— START —

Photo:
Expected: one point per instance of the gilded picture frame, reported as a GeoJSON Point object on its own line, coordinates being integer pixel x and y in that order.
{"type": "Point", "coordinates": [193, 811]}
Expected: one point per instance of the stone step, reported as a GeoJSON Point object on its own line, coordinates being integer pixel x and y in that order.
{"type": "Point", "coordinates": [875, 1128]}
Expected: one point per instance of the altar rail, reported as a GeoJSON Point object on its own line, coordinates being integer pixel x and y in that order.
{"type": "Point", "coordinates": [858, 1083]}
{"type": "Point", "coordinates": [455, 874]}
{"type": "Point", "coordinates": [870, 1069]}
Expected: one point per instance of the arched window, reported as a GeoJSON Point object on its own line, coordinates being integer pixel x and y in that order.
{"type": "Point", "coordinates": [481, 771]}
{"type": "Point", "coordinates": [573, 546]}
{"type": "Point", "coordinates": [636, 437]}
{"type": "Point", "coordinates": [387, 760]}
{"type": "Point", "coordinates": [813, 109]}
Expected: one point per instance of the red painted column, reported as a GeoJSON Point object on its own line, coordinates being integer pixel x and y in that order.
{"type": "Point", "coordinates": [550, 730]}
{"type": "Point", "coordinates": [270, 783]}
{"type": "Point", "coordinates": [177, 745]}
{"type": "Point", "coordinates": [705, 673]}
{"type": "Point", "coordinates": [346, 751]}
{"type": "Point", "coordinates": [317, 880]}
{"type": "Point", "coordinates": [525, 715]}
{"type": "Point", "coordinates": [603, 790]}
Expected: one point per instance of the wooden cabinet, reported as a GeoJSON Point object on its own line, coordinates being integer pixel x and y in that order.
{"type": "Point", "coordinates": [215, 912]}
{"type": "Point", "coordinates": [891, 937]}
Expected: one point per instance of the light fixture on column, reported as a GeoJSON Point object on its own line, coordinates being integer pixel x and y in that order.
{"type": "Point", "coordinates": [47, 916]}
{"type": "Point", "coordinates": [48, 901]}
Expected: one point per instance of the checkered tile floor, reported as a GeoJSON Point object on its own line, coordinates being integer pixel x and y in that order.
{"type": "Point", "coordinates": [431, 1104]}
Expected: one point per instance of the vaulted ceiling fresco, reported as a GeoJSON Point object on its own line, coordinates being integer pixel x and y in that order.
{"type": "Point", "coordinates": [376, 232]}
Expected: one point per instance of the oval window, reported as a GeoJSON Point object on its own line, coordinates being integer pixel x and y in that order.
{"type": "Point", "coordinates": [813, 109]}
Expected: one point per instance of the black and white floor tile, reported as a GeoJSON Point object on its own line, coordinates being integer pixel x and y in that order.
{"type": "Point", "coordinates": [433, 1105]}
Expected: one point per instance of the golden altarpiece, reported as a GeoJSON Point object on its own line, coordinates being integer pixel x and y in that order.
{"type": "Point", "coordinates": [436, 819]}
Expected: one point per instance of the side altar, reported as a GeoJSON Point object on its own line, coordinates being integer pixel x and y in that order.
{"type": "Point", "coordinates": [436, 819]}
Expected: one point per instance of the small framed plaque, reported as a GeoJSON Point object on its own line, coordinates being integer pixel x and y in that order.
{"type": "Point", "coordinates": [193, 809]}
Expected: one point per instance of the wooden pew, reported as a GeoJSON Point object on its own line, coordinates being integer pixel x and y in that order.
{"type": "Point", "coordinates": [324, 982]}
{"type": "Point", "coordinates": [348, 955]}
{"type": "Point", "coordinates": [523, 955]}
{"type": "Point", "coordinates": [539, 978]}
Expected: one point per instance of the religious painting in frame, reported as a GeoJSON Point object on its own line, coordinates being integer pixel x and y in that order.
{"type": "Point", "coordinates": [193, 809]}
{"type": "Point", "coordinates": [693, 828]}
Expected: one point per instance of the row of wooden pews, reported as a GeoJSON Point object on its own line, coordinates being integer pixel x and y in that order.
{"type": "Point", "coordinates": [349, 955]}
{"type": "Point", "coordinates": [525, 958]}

— END —

Set task:
Turn the records above into a two-column CSV with the headers "instruction" and "points", giving one row for each "Expected:" line and the points listed under it. Put each value in a single quoted field, with line breaks replaced by spaces.

Correct output:
instruction,points
"Photo: Expected: one point per instance of the gilded picture frame, reported as a GeoJSON Point object on its own line, coordinates being integer pixel x and y in that order.","{""type"": ""Point"", ""coordinates"": [193, 811]}"
"Expected: one point per instance of the stone step, reported as a GeoJSON Point object on its own line, coordinates being integer pixel x and y in that order.","{""type"": ""Point"", ""coordinates"": [875, 1128]}"
"Expected: one point per instance of the altar rail, reported as a GeoJSON Point object on its own line, coordinates being integer pixel x and y in that order.","{""type"": ""Point"", ""coordinates"": [858, 1083]} {""type"": ""Point"", ""coordinates"": [455, 874]} {""type"": ""Point"", ""coordinates"": [870, 1069]}"
"Expected: one point per instance of the arched window, reported as a GeoJSON Point object on its own line, coordinates being integer pixel x and y in that order.","{""type"": ""Point"", ""coordinates"": [481, 771]} {""type"": ""Point"", ""coordinates"": [573, 546]} {""type"": ""Point"", ""coordinates"": [636, 437]} {""type"": ""Point"", ""coordinates"": [387, 760]} {""type"": ""Point"", ""coordinates"": [813, 109]}"
"Expected: one point per instance of the red painted column, reported as a GeoJSON Point object on its own line, coordinates being integer pixel x and y in that order.","{""type"": ""Point"", ""coordinates"": [550, 730]} {""type"": ""Point"", ""coordinates"": [270, 783]} {""type"": ""Point"", ""coordinates"": [177, 745]} {""type"": ""Point"", ""coordinates"": [705, 673]} {""type"": ""Point"", ""coordinates"": [346, 751]} {""type"": ""Point"", ""coordinates"": [317, 880]} {""type"": ""Point"", ""coordinates"": [525, 715]} {""type"": ""Point"", ""coordinates"": [603, 790]}"
"Expected: one point per instance of the wooden cabinet, reported as a GeoJSON Point object on its own line, coordinates being integer pixel x and y in that order.","{""type"": ""Point"", ""coordinates"": [215, 912]} {""type"": ""Point"", ""coordinates"": [891, 937]}"
"Expected: one point per instance of the light fixture on column, reported as a GeoJSON Point object on its own line, coordinates being integer pixel x and y in that order.","{""type"": ""Point"", ""coordinates"": [47, 916]} {""type"": ""Point"", ""coordinates"": [48, 901]}"
"Expected: one point per instance of the checkered tile floor, reported as a GeoJSON Point object on its own line, coordinates being integer pixel x and y in that order.","{""type"": ""Point"", ""coordinates"": [431, 1104]}"
"Expected: one point per instance of the vaulted ceiling fresco, reported as a GeoJSON Point object on its own line, coordinates being integer pixel x and y in that order.","{""type"": ""Point"", ""coordinates"": [376, 232]}"
"Expected: one point per instance of the oval window, reported as a GeoJSON Point object on its own line, coordinates being integer pixel x and y in that order.","{""type"": ""Point"", ""coordinates"": [813, 109]}"
"Expected: one point per instance of the black and white floor tile, reported as a GeoJSON Point object on its own line, coordinates being integer pixel x and y in that order.","{""type"": ""Point"", ""coordinates"": [433, 1105]}"
"Expected: one point per instance of the golden altarpiece, reported as a GeoJSON Point object on its own line, coordinates being integer pixel x and y in that order.","{""type"": ""Point"", ""coordinates"": [436, 819]}"
"Expected: one point per instance of the side altar, reported as a GeoJSON Point object on its own line, coordinates being integer pixel x and y in that order.","{""type"": ""Point"", ""coordinates"": [436, 819]}"
"Expected: one point per instance of the small framed plaque, reported as a GeoJSON Point object on its own line, coordinates being integer pixel x and y in that order.","{""type"": ""Point"", ""coordinates"": [193, 809]}"
"Expected: one point per instance of the wooden pew, reported as a GeoJSON Point object on its own line, coordinates being integer pixel x and y in that order.","{""type"": ""Point"", ""coordinates"": [324, 982]} {""type"": ""Point"", ""coordinates"": [348, 955]} {""type"": ""Point"", ""coordinates"": [523, 955]} {""type"": ""Point"", ""coordinates"": [539, 978]}"
"Expected: one point per instance of the religious painting in frame, reported as a GeoJSON Point object on its own line, coordinates being integer pixel x and y in that order.","{""type"": ""Point"", ""coordinates"": [193, 809]} {""type"": ""Point"", ""coordinates"": [693, 828]}"
"Expected: one point per instance of the row of wooden pews, reported as a GeoJSON Point object on its own line, coordinates being integer pixel x and y in that order.","{""type"": ""Point"", ""coordinates"": [349, 955]} {""type"": ""Point"", ""coordinates"": [525, 958]}"